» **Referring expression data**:
┄┄┄┄┄┄
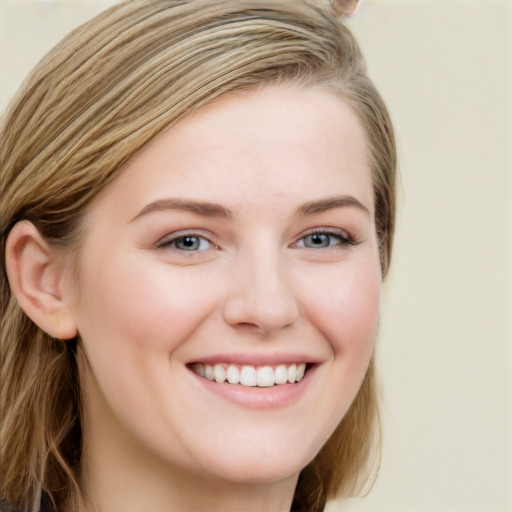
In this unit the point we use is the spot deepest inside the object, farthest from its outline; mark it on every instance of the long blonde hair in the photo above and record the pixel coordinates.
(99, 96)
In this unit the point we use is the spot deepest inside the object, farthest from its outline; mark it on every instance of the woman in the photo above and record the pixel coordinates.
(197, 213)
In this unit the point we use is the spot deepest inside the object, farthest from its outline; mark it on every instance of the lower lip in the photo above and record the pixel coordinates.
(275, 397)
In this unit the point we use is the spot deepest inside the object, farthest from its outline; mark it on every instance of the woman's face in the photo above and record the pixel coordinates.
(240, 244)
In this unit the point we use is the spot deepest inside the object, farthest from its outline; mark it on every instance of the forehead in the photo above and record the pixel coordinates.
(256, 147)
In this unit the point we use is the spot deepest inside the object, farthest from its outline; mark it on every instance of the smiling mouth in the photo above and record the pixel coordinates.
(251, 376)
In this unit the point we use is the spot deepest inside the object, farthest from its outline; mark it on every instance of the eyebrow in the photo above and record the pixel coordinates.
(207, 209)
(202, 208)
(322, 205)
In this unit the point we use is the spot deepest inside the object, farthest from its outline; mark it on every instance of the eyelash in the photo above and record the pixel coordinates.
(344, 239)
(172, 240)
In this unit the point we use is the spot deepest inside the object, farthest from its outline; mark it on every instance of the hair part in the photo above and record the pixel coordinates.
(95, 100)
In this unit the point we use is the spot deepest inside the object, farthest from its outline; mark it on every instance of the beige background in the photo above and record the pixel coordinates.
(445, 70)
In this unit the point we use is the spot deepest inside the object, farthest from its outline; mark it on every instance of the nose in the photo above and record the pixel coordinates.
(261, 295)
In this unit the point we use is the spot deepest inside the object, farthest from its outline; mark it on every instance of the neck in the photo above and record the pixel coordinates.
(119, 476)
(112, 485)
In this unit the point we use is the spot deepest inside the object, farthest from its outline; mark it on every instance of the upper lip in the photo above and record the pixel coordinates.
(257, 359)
┄┄┄┄┄┄
» **TASK DETAILS**:
Word for word, restate the records shown above, minus the pictures.

» **ANSWER SPACE**:
In this unit the point we use is the spot deepest inside the object, farthest from its outline; mark it on every instance of the long blonde hair in the photo above and record the pixel coordinates.
(99, 96)
In this unit the point we use is the spot deepest inside the object, farthest from its outline; mark it on every instance of the woman in the photo above and record the pixel coordinates.
(197, 213)
In this unit the point we use is the spot deepest inside the object, farthest from its outline; mark it on every instance of the lower lip in the photo above and record the pixel coordinates.
(275, 397)
In this unit the point we use is the spot deepest inside the object, farthest from its outline; mark it on every instance of the woman's face in the photo above and record the pixel coordinates.
(240, 244)
In this unit the point we use is the spot deepest inside the object, farthest from its outline; mark it on every instance of the forehead in the photo above and record the pixel coordinates.
(256, 147)
In this unit the point we use is the spot deepest inside the object, farthest from its outline; mark it on every instance of the smiling mouth in the photo above and record the pixel coordinates.
(251, 376)
In this unit the point we use is the spot deepest inside the object, farthest from its outline; mark it on every instance of the eyebrow in the photo above and record the pixel coordinates.
(207, 209)
(202, 208)
(322, 205)
In this unit the point we use is the spot deepest inside the object, farthest from its outline; mark it on every instance of the eyelash in the photo above and record the pixel coordinates.
(344, 239)
(172, 240)
In this unit the point we use is the spot deepest inside the object, farthest from its outline; mark it on every instance of the hair part in the photo above and record the pixel coordinates.
(95, 100)
In this unit the point we use is the spot deepest inside the object, farthest from its outline; mark it on every instance of the beige background in the photo above and record the pixel coordinates.
(445, 70)
In this unit the point we use is the spot deepest inside the object, farthest from its outline; mark it on every instance of the nose in the photo above and record the pixel coordinates.
(261, 295)
In this unit the point we use is the spot deepest inside the object, farthest from its outline; mark it on every instance of the neck in the photo above and record the pixel coordinates.
(119, 476)
(112, 485)
In this unit the point we use is the spot deepest inside the object, farthest from its outline; mark it on every instance of the upper lip in the photo above and record the pixel coordinates.
(257, 359)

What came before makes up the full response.